Task ::
Put every line of the material below into a numbered list, skipping the blank lines and leaving out the pictures.

Records to process ::
— Begin —

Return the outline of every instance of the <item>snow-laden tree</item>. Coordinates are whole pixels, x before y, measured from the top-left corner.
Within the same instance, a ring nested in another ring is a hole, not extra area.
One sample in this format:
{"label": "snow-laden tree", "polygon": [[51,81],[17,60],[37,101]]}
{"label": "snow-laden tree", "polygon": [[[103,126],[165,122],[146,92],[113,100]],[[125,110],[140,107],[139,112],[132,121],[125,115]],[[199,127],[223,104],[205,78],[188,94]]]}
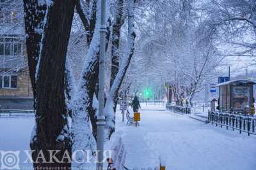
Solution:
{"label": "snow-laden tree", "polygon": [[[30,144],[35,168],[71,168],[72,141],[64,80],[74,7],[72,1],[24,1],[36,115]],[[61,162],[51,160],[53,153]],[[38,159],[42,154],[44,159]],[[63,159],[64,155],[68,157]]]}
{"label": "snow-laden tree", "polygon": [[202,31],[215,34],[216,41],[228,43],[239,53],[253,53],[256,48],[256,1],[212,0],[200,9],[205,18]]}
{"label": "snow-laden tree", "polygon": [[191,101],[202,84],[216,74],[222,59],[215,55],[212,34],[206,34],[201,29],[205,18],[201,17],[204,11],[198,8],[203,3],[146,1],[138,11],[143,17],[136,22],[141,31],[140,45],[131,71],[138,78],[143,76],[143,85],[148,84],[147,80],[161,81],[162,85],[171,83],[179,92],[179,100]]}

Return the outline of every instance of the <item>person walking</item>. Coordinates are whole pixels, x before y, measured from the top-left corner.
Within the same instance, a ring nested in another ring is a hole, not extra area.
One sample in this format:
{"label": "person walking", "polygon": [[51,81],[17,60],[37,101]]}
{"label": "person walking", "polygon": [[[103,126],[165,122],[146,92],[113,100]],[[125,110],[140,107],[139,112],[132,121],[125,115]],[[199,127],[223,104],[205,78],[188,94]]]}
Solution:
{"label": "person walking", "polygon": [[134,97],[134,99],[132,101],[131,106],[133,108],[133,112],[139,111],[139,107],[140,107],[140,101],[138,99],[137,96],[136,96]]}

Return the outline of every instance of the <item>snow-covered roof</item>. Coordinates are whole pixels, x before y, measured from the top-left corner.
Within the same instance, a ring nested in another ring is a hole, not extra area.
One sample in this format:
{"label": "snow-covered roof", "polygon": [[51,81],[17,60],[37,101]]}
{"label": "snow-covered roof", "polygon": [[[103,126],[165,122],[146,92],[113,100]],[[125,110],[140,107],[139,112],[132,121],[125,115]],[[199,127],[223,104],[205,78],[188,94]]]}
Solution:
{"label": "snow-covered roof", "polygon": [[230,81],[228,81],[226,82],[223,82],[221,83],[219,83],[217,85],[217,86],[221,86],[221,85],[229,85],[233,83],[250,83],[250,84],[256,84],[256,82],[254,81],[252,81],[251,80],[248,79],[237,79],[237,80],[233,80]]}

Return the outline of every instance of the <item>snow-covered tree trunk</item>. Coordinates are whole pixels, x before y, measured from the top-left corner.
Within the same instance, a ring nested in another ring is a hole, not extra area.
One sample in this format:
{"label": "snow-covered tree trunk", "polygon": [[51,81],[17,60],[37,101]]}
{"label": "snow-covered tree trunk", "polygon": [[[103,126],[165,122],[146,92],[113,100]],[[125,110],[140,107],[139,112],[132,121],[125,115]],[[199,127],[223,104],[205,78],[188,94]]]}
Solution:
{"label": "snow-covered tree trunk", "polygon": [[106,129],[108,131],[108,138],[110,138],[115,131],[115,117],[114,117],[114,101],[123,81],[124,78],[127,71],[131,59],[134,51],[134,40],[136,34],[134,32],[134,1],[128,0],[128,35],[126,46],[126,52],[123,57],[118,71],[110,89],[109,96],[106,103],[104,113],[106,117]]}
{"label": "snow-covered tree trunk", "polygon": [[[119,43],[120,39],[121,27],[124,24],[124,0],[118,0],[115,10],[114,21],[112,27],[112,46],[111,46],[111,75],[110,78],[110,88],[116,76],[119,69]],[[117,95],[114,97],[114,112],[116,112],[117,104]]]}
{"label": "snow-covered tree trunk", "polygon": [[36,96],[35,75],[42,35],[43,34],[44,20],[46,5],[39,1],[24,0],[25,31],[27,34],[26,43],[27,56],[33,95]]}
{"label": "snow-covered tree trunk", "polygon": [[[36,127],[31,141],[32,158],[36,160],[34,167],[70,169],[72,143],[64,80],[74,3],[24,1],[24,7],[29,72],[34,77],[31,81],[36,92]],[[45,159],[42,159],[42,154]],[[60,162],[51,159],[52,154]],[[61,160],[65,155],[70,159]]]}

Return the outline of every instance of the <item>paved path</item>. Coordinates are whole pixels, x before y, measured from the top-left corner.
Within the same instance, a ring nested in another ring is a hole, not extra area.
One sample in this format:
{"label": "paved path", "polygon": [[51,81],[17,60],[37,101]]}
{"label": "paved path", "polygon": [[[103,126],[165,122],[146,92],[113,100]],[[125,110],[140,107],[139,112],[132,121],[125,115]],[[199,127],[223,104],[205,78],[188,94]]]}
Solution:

— End —

Exercise output ::
1. Return the outline of every instance of the <item>snow-laden tree</item>. Coordinates are whole pixels, x before y, measured from the top-left corner.
2. Within the same instance, a ring nested in another ring is a hole, not extra area.
3. One sample in this format:
4. {"label": "snow-laden tree", "polygon": [[51,81],[17,60],[37,101]]}
5. {"label": "snow-laden tree", "polygon": [[[103,126],[165,122],[146,92],[113,100]],[[125,110],[140,107],[139,112],[132,121],[125,115]],[[199,127],[223,104],[205,78],[188,94]]]}
6. Solution:
7. {"label": "snow-laden tree", "polygon": [[[30,144],[35,168],[71,168],[72,141],[64,80],[74,7],[72,1],[24,1],[36,115]],[[61,162],[51,160],[53,153]],[[38,159],[42,154],[44,159]],[[63,159],[64,155],[68,157]]]}
8. {"label": "snow-laden tree", "polygon": [[202,31],[215,34],[216,41],[228,43],[239,53],[253,53],[256,48],[256,1],[212,0],[200,9],[205,18]]}
9. {"label": "snow-laden tree", "polygon": [[191,101],[202,84],[216,74],[222,59],[215,55],[212,34],[206,34],[201,29],[205,18],[201,17],[204,11],[198,8],[203,3],[146,1],[138,11],[143,17],[136,22],[141,31],[140,45],[131,71],[138,78],[143,76],[143,85],[148,84],[147,80],[161,81],[162,85],[171,83],[179,92],[179,100]]}
10. Return the outline of every instance of the <item>person walking</item>. Coordinates are whole pixels, x before y, measured from the top-left corner.
11. Within the same instance, a ring nested in another ring is a hole, not extra area.
12. One sample in this format:
13. {"label": "person walking", "polygon": [[51,81],[17,60],[37,101]]}
14. {"label": "person walking", "polygon": [[[103,126],[165,122],[146,92],[113,100]],[[125,110],[140,107],[139,112],[132,121],[125,115]],[[199,127],[223,104],[205,78],[188,94]]]}
15. Solution:
16. {"label": "person walking", "polygon": [[134,97],[134,99],[132,101],[131,106],[133,108],[133,112],[139,111],[139,107],[140,107],[140,101],[138,99],[137,96],[136,96]]}
17. Return the outline of every instance of the <item>snow-covered roof</item>. Coordinates are whole pixels, x before y, measured from the top-left corner.
18. Within the same instance, a ring nested in another ring is a hole, not extra area.
19. One sample in this format:
20. {"label": "snow-covered roof", "polygon": [[51,81],[17,60],[37,101]]}
21. {"label": "snow-covered roof", "polygon": [[[103,126],[165,122],[146,92],[113,100]],[[125,110],[140,107],[139,112],[132,121],[125,115]],[[199,127],[223,104],[205,78],[188,94]]]}
22. Solution:
23. {"label": "snow-covered roof", "polygon": [[230,81],[228,81],[226,82],[223,82],[221,83],[219,83],[217,85],[217,86],[221,86],[221,85],[229,85],[233,83],[250,83],[250,84],[256,84],[256,82],[254,81],[252,81],[251,80],[248,79],[237,79],[237,80],[233,80]]}
24. Return the outline of every instance of the <item>snow-covered tree trunk</item>. Coordinates are whole pixels, x before y, measured from the top-left corner.
25. Within the same instance, a ring nested in another ring is a hole, not extra area.
26. One sample in this format:
27. {"label": "snow-covered tree trunk", "polygon": [[51,81],[17,60],[37,101]]}
28. {"label": "snow-covered tree trunk", "polygon": [[[103,126],[165,122],[146,92],[113,100]],[[125,110],[140,107],[139,112],[132,121],[125,115]],[[199,127],[223,104],[205,78],[188,94]]]}
29. Solution:
30. {"label": "snow-covered tree trunk", "polygon": [[106,129],[108,131],[108,138],[110,138],[115,131],[115,117],[114,117],[114,101],[123,81],[124,78],[127,71],[131,59],[134,51],[134,40],[136,34],[134,32],[134,1],[128,0],[128,35],[126,46],[126,52],[123,57],[118,71],[110,89],[109,96],[106,103],[104,113],[106,117]]}
31. {"label": "snow-covered tree trunk", "polygon": [[[119,43],[120,39],[121,27],[124,24],[124,0],[118,0],[115,10],[114,21],[112,27],[112,46],[111,46],[111,75],[110,78],[110,88],[116,76],[119,69]],[[117,95],[114,97],[114,112],[116,112],[117,104]]]}
32. {"label": "snow-covered tree trunk", "polygon": [[36,96],[35,75],[42,35],[43,34],[44,20],[46,5],[39,1],[24,0],[25,31],[27,34],[26,43],[27,56],[33,95]]}
33. {"label": "snow-covered tree trunk", "polygon": [[[36,127],[31,141],[32,158],[36,160],[34,167],[70,169],[72,143],[64,80],[74,3],[24,1],[24,7],[29,72],[34,77],[31,81],[36,92]],[[45,159],[42,159],[42,154]],[[60,162],[51,159],[52,154]],[[61,160],[65,155],[70,159]]]}
34. Return the outline of every instance of the <item>paved path</item>. Coordinates are whole pixels, x before y, measured from the top-left corner.
35. Within the same instance, a ring nested in another ring is a hole, not extra area.
36. One sample in this format:
37. {"label": "paved path", "polygon": [[51,81],[17,60],[37,101]]}
38. {"label": "paved path", "polygon": [[[103,126],[165,122],[146,92],[113,100]],[[125,110],[140,107],[139,112],[132,121],[125,115]],[[199,127],[223,104],[205,78],[188,94]]]}
39. Solution:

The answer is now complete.